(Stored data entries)

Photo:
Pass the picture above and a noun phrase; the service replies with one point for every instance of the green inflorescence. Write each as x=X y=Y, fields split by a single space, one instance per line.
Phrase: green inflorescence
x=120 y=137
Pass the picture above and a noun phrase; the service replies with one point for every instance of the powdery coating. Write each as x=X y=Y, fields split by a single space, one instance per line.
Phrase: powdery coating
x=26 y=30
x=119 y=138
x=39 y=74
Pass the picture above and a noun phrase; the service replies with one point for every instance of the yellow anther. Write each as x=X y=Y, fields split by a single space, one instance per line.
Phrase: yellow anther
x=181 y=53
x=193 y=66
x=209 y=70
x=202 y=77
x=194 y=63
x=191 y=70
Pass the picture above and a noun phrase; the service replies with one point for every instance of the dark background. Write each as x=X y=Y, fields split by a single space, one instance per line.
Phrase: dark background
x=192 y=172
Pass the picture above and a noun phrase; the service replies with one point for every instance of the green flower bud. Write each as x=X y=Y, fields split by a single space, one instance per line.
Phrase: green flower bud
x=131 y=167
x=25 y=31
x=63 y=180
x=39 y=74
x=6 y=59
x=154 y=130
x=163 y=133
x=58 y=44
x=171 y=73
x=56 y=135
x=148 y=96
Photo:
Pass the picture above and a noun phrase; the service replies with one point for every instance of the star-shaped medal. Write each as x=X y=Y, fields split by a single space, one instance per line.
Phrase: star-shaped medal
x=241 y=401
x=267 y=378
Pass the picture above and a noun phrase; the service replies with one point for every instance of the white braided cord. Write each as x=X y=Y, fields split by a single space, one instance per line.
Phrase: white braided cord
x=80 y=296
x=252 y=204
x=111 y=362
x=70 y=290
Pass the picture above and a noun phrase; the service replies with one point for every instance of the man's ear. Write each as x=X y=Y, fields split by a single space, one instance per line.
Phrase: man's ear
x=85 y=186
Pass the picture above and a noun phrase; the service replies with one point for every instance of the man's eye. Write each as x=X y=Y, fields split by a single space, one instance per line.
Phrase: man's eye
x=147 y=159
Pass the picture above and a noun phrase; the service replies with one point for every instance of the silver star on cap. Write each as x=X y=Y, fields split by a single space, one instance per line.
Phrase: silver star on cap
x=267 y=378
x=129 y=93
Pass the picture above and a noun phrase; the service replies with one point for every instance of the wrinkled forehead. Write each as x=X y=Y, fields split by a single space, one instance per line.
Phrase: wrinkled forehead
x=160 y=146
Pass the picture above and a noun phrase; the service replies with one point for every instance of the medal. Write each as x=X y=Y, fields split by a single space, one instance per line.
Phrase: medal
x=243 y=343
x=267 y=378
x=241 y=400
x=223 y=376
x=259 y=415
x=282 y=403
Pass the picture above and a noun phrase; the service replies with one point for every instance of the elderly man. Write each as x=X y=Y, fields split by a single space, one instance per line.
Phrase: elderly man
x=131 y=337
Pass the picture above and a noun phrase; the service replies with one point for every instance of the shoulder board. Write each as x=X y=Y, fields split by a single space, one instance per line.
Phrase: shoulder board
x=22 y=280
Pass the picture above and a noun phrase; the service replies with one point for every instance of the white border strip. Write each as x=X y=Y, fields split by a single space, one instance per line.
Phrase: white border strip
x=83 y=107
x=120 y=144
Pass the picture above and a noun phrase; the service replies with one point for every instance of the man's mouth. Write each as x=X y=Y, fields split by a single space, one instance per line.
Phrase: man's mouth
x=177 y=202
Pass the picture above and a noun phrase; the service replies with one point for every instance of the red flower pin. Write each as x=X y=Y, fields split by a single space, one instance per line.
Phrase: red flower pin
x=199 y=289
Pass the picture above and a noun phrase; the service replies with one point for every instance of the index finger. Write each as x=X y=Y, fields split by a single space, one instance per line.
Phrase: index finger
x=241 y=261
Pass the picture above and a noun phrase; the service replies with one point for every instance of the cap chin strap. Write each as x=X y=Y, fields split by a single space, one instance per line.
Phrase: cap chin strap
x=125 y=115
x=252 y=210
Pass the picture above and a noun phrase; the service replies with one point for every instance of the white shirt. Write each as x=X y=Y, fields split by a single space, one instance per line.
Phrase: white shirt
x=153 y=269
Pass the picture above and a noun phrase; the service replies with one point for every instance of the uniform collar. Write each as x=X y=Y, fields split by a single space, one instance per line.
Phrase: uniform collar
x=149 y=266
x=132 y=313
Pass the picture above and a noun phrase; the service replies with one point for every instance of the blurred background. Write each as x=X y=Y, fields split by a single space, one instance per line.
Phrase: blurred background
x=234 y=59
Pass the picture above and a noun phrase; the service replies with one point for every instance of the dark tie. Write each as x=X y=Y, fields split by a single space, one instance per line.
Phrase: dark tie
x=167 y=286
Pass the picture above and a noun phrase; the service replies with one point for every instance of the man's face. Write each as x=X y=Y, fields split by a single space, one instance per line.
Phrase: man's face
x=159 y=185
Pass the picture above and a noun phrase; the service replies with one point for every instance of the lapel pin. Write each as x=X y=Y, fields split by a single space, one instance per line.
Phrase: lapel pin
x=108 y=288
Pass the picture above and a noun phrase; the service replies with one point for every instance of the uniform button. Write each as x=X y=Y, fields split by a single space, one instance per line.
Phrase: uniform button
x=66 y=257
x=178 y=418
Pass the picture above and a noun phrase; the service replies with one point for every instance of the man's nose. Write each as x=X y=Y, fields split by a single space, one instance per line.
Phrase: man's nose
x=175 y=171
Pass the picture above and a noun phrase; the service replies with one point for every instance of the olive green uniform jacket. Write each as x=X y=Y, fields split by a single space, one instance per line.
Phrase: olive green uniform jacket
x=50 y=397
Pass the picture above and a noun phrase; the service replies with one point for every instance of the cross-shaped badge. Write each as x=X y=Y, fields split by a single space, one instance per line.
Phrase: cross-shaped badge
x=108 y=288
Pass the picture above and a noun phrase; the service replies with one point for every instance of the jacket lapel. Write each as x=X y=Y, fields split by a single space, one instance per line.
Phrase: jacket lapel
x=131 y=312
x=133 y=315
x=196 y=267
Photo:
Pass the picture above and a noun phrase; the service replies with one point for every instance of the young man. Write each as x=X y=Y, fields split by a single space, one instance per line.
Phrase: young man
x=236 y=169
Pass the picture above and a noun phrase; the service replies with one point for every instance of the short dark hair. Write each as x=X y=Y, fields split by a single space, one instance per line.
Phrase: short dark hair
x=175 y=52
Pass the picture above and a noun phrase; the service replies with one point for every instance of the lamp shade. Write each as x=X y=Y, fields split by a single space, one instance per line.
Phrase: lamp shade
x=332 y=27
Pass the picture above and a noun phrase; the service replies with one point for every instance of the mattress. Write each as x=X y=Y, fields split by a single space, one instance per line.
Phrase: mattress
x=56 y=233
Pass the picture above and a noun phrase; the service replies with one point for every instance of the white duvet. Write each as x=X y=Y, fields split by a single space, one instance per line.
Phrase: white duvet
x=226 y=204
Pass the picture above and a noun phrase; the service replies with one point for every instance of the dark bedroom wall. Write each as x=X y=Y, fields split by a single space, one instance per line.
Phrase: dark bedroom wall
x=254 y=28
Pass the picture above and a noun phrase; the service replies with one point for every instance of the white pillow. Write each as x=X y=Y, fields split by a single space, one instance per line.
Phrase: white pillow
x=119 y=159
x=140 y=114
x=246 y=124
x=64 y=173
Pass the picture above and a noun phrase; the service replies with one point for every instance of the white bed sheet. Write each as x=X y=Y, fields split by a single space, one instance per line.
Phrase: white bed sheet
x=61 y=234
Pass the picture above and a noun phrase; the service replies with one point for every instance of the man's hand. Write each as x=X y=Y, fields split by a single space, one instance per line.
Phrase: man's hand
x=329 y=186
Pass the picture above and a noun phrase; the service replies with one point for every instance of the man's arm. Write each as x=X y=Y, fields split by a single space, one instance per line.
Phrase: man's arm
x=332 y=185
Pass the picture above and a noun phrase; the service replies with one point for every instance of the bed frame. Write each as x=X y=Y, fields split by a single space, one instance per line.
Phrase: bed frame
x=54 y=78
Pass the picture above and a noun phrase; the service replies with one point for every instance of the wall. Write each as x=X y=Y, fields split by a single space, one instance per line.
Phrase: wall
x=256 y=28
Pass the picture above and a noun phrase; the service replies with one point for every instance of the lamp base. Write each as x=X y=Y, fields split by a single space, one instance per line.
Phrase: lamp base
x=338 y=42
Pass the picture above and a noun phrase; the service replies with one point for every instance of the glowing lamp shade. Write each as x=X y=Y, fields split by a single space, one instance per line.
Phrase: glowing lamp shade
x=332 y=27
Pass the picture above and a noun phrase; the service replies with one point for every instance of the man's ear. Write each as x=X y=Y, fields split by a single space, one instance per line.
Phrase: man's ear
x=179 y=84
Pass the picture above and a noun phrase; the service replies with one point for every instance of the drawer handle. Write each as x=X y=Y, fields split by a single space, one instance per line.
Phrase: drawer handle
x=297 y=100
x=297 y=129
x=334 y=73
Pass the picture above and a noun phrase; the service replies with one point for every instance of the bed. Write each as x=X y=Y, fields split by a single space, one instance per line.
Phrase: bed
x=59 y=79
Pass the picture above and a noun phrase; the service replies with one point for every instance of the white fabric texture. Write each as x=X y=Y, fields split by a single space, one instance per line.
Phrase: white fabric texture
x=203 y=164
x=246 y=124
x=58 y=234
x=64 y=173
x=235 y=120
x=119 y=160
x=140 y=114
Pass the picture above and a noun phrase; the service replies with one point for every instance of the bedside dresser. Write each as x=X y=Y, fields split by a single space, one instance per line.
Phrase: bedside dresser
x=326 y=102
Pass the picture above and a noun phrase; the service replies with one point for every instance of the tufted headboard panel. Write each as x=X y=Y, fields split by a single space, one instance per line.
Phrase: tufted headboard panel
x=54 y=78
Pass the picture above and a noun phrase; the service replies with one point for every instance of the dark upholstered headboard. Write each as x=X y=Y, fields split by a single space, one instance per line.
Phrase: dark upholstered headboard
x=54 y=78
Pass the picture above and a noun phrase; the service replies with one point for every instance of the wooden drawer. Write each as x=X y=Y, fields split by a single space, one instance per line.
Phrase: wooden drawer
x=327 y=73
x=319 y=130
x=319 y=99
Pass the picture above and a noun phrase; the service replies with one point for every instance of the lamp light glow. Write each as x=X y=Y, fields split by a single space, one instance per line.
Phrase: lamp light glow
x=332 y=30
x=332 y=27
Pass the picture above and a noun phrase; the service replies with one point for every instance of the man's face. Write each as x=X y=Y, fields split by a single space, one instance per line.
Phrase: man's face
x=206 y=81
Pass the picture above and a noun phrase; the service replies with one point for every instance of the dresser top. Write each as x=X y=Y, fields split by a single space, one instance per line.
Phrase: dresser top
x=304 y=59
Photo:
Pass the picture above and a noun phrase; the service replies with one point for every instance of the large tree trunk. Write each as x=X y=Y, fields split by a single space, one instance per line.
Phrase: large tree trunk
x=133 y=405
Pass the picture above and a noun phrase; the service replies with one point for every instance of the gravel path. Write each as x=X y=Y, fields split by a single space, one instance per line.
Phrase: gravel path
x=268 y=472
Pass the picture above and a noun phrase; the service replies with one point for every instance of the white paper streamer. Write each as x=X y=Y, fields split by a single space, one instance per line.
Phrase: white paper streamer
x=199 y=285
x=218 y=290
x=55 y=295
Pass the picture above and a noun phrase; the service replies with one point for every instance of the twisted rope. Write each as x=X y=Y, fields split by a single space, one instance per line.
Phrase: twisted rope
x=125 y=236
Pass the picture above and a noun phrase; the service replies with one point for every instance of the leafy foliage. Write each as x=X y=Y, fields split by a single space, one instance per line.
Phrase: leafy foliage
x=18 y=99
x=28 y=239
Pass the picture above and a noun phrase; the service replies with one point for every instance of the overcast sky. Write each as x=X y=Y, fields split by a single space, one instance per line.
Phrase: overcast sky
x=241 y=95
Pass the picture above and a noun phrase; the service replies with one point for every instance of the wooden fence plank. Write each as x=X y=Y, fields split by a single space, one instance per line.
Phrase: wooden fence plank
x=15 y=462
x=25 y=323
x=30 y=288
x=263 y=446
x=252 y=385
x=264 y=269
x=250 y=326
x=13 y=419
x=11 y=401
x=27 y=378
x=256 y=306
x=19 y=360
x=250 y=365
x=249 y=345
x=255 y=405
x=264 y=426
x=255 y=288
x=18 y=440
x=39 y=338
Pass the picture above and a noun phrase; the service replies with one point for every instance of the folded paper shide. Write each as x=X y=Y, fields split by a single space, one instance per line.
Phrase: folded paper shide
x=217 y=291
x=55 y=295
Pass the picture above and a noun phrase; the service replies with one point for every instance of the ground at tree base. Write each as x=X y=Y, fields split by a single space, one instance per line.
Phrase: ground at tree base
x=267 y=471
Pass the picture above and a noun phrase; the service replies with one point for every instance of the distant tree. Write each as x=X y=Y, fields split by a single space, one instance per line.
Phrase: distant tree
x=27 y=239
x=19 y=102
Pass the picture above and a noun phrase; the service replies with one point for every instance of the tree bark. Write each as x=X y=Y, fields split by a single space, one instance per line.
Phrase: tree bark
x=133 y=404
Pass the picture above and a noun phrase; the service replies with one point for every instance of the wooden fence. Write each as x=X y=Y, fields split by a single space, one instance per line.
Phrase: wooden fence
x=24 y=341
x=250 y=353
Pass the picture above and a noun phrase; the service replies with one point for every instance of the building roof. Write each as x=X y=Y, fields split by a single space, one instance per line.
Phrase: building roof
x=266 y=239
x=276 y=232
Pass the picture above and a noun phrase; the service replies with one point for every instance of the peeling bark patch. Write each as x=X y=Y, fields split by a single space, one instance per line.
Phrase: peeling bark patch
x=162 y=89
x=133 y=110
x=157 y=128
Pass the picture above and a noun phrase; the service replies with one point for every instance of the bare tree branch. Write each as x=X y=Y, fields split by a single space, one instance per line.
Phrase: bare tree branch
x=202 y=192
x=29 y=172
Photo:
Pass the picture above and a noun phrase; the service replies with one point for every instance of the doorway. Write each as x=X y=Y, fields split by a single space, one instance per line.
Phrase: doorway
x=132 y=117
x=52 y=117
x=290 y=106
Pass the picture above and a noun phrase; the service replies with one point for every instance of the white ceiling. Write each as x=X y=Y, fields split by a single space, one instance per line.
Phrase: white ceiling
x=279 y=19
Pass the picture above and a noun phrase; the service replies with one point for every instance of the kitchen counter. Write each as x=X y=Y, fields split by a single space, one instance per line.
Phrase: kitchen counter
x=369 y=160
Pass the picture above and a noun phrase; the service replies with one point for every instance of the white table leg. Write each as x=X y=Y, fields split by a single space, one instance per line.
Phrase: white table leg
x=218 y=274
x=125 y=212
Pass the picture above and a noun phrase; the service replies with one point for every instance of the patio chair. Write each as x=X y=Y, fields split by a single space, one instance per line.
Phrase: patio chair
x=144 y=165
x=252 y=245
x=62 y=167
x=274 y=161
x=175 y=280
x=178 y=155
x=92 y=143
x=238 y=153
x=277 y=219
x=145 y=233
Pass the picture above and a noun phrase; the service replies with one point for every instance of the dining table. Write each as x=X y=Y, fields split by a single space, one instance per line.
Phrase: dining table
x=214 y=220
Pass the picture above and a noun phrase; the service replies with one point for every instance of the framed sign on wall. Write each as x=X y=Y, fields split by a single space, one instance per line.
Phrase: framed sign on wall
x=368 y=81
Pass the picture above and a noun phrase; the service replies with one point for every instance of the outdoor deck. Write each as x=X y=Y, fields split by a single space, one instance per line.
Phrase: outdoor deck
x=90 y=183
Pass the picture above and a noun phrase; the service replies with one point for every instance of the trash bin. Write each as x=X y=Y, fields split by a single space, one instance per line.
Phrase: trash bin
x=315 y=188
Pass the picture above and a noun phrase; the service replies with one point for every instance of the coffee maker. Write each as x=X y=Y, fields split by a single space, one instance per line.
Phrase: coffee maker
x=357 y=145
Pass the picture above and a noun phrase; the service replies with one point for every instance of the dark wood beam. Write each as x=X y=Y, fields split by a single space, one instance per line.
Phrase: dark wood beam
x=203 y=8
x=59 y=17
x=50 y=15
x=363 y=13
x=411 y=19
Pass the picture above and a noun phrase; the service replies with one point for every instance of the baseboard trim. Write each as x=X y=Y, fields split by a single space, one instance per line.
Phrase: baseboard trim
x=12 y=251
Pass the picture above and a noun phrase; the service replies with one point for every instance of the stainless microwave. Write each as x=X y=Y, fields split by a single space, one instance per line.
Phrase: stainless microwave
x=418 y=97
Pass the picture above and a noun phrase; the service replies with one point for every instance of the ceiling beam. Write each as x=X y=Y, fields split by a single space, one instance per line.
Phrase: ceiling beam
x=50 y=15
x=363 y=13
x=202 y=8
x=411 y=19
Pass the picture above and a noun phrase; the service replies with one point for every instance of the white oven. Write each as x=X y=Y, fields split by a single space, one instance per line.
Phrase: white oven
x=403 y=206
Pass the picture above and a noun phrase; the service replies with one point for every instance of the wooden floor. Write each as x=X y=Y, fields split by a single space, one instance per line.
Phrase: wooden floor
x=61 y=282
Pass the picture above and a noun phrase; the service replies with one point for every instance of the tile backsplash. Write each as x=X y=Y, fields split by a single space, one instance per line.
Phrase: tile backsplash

Exercise description => Report the number of lines above holding "tile", and only that.

Written response => 2